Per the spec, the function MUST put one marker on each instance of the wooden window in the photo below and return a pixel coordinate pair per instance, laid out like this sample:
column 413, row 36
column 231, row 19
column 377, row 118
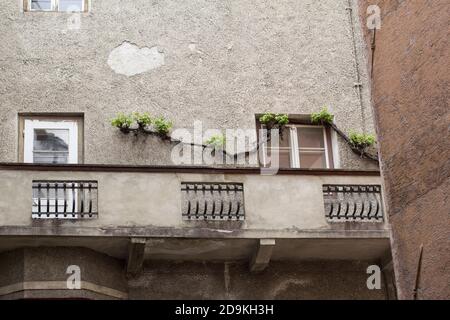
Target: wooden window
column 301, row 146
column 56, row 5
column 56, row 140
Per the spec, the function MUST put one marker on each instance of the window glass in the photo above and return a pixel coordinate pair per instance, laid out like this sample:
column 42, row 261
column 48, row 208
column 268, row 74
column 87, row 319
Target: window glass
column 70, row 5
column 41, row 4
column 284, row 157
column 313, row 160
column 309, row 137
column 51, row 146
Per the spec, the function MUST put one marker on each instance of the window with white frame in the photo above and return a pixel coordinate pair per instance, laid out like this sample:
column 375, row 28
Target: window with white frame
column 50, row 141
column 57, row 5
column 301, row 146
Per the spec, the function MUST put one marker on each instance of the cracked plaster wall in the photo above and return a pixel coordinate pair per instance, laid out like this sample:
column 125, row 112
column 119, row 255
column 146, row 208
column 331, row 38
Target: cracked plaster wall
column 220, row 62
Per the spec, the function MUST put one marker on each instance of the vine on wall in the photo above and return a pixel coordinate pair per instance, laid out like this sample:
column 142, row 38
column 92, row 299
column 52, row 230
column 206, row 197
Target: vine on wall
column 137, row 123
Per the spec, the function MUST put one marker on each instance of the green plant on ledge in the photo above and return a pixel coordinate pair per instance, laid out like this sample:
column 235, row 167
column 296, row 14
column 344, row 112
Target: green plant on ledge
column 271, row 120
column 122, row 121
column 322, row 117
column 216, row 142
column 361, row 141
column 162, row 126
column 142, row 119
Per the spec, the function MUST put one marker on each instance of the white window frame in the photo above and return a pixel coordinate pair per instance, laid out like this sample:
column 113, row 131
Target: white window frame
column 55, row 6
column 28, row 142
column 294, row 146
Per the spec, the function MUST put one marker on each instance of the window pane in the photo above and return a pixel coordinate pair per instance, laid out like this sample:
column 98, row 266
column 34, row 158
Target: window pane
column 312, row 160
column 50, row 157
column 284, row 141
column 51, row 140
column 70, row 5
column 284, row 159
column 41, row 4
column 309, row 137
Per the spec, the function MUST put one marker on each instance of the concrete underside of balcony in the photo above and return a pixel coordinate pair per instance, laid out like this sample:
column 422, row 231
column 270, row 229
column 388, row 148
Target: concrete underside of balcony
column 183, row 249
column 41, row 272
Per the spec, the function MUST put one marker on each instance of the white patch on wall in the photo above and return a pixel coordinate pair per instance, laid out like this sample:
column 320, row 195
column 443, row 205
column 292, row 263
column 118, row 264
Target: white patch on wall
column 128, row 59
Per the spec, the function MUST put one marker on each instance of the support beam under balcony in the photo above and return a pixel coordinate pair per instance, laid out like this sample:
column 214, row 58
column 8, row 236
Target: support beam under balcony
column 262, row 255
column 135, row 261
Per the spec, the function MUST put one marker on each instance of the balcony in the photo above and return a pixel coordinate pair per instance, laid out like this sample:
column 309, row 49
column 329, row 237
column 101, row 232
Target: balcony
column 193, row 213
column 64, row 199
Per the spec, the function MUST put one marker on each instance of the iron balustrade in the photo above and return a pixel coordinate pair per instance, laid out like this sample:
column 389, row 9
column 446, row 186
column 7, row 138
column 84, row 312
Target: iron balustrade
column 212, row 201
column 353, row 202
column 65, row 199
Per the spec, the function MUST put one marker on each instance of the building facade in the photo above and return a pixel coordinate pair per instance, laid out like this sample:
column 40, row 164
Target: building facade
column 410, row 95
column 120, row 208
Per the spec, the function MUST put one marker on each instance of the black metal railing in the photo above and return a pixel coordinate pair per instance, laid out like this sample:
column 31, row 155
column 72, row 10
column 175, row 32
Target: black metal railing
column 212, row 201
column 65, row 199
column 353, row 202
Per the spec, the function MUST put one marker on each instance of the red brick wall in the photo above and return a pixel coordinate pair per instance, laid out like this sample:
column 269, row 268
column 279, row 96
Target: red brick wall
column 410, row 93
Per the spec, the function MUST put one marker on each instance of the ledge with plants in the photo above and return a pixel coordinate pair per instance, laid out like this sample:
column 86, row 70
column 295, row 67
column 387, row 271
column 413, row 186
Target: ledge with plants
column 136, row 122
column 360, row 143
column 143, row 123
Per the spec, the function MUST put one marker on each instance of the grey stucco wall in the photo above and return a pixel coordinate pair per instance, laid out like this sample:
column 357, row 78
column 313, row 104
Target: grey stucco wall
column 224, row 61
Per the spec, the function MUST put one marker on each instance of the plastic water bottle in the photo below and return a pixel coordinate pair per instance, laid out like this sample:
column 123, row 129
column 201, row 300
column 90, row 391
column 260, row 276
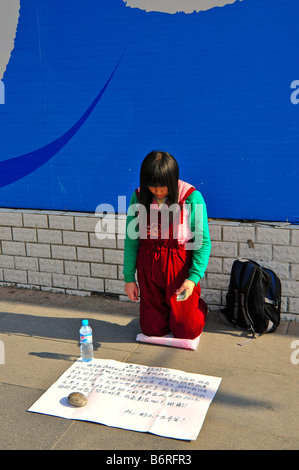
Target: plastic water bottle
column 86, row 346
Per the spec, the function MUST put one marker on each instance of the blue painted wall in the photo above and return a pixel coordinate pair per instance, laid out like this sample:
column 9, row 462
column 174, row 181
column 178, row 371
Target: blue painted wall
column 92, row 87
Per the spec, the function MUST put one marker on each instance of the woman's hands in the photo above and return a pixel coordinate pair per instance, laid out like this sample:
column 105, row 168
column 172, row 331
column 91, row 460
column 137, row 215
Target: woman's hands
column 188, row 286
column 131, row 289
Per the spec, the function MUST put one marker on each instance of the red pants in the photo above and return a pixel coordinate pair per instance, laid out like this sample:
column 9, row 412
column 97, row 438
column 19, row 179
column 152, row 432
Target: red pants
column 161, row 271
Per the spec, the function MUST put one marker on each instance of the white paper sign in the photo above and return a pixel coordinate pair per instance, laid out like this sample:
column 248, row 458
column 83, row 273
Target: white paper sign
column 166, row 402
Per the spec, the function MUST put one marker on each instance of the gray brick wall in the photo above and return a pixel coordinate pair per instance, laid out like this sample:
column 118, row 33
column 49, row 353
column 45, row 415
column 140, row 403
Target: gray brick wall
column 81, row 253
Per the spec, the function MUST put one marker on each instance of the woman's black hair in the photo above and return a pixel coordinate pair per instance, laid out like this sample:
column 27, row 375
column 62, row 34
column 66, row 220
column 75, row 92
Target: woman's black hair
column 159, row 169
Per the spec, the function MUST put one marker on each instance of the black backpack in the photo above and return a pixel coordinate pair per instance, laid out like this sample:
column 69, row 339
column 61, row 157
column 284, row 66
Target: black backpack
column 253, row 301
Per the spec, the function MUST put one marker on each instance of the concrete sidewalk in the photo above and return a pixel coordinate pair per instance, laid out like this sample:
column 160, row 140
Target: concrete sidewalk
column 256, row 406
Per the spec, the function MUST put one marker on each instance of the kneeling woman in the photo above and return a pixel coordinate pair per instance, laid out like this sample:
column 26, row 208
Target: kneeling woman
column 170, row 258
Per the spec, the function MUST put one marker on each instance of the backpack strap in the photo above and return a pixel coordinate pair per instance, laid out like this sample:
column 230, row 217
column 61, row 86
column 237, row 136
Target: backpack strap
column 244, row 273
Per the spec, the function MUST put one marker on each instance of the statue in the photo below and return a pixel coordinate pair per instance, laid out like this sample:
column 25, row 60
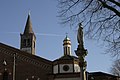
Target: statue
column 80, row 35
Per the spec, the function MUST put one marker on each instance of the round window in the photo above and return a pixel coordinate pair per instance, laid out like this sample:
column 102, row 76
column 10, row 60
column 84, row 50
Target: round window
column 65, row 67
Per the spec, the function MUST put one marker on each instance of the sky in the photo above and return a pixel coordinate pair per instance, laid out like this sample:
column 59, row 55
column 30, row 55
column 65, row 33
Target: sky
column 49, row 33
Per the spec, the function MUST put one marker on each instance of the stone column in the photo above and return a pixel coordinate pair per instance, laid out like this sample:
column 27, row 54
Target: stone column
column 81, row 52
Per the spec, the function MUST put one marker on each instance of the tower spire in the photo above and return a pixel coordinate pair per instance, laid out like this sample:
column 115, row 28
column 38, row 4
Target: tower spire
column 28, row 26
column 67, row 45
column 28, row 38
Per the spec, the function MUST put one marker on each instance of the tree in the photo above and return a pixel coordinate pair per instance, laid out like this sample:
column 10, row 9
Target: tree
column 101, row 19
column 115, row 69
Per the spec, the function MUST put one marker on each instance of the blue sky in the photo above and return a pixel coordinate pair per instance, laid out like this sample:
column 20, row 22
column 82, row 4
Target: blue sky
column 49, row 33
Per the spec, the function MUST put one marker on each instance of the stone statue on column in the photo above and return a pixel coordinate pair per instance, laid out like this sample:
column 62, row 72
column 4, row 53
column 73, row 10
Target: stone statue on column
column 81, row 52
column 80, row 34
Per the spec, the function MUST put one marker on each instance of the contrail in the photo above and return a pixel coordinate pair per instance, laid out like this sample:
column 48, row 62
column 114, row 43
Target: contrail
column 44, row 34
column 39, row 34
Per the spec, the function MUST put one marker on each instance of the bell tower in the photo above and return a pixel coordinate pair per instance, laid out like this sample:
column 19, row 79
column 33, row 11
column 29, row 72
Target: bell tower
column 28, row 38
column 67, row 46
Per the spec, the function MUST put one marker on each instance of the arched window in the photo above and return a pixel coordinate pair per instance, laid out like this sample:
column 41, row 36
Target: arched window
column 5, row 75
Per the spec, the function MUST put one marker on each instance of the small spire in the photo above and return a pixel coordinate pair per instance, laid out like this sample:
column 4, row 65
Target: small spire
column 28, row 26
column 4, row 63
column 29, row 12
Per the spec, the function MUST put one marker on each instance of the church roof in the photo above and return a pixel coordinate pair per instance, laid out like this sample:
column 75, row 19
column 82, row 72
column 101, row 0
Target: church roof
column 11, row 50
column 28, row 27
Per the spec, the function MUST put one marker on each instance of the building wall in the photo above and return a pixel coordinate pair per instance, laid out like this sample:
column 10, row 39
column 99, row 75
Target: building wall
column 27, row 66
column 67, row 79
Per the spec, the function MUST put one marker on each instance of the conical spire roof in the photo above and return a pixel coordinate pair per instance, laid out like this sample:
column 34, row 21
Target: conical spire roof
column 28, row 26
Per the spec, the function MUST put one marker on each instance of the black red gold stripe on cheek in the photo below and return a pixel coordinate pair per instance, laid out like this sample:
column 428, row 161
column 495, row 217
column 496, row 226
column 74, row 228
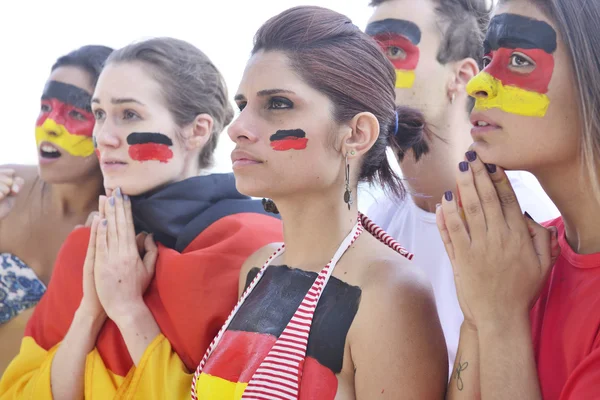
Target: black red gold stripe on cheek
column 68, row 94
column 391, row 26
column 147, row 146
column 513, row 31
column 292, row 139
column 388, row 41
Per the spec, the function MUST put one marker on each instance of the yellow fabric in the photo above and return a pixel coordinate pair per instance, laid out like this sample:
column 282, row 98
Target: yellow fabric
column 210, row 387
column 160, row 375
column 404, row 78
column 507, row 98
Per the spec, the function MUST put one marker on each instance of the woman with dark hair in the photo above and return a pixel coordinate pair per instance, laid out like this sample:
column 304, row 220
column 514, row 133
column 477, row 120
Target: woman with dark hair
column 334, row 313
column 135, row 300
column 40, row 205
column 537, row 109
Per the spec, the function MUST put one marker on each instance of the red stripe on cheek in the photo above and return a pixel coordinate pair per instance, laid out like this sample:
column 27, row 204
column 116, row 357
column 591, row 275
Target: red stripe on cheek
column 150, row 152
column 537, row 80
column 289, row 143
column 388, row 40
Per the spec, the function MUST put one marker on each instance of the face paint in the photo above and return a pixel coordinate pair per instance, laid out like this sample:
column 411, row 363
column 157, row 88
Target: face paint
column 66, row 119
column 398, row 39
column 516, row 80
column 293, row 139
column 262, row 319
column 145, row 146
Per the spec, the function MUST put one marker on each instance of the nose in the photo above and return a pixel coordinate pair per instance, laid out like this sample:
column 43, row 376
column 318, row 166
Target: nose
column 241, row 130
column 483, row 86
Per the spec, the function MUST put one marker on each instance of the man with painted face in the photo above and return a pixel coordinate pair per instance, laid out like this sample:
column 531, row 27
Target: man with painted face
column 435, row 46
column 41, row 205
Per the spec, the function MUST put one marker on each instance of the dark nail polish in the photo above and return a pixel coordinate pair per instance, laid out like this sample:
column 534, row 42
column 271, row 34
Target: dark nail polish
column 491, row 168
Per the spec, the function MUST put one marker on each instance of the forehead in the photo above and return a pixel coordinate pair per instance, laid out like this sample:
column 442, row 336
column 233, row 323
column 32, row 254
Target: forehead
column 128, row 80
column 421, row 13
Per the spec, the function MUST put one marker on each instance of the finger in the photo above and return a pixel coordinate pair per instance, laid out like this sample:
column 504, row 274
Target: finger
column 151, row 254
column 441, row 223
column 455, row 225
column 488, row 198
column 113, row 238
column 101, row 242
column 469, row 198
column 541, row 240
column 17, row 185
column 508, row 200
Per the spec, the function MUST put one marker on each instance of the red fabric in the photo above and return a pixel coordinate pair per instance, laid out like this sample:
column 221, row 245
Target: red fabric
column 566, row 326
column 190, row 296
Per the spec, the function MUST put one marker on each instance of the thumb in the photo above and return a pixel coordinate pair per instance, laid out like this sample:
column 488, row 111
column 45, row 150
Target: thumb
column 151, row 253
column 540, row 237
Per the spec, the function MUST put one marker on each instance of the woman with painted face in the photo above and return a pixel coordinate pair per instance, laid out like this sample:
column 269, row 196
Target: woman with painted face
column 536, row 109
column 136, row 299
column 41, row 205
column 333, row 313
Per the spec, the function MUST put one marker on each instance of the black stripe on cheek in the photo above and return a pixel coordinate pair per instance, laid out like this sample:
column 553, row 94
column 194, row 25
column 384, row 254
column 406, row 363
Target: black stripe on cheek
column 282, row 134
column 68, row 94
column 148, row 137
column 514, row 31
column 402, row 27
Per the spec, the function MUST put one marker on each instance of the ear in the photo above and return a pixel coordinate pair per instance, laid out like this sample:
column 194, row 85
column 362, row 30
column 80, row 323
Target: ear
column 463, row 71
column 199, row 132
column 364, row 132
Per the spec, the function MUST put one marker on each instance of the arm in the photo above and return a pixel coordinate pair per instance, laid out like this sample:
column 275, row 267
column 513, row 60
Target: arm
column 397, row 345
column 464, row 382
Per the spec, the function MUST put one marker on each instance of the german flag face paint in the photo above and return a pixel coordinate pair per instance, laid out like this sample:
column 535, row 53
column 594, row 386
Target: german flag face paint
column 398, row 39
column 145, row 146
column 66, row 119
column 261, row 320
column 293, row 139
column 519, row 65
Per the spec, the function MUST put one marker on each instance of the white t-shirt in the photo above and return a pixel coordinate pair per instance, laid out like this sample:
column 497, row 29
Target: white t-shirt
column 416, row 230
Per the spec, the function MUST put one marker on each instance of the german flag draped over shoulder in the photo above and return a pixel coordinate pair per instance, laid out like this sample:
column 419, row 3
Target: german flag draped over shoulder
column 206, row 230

◇ ◇ ◇

> [EXERCISE DESCRIPTION] One stretch of the lines above is wanted, from the line that contains "of the support" through the line that contains "column 269, row 268". Output it exactly.

> [TASK OUTPUT]
Per the spec, the function MUST put one marker on each instance of the support beam under balcony in the photo above and return a pixel coordinate pair per instance, laid out like this sample:
column 214, row 58
column 8, row 236
Target: support beam under balcony
column 262, row 255
column 135, row 261
Per the spec, the function MUST put one marker on each instance of the balcony in the photo above and return a pixel coordinate pair per instance, laid out like this sample:
column 309, row 49
column 329, row 237
column 101, row 232
Target: balcony
column 193, row 213
column 64, row 199
Per the spec, the function MUST put one marker on each instance of the iron balustrade in the photo above and return a pixel coordinate pair per instance, laid out like this sample:
column 389, row 9
column 446, row 186
column 7, row 138
column 84, row 312
Target: iron balustrade
column 212, row 201
column 353, row 202
column 65, row 199
Per the spec, the function MUST put one marker on each instance of the building facade in the photo above and return a pixel coordinate pair per instance, laid out like this sample:
column 40, row 164
Target: building facade
column 410, row 95
column 120, row 208
Per the spec, the function MUST put one marker on each instance of the black metal railing in the photo above and return a pixel coordinate pair per instance, laid out like this sample:
column 31, row 155
column 72, row 10
column 175, row 32
Target: black metal railing
column 212, row 201
column 65, row 199
column 353, row 202
Per the spec, the function MUST put one marker on each instance of the red brick wall in the photo above and return a pixel coordinate pair per instance, laid out like this sample:
column 269, row 268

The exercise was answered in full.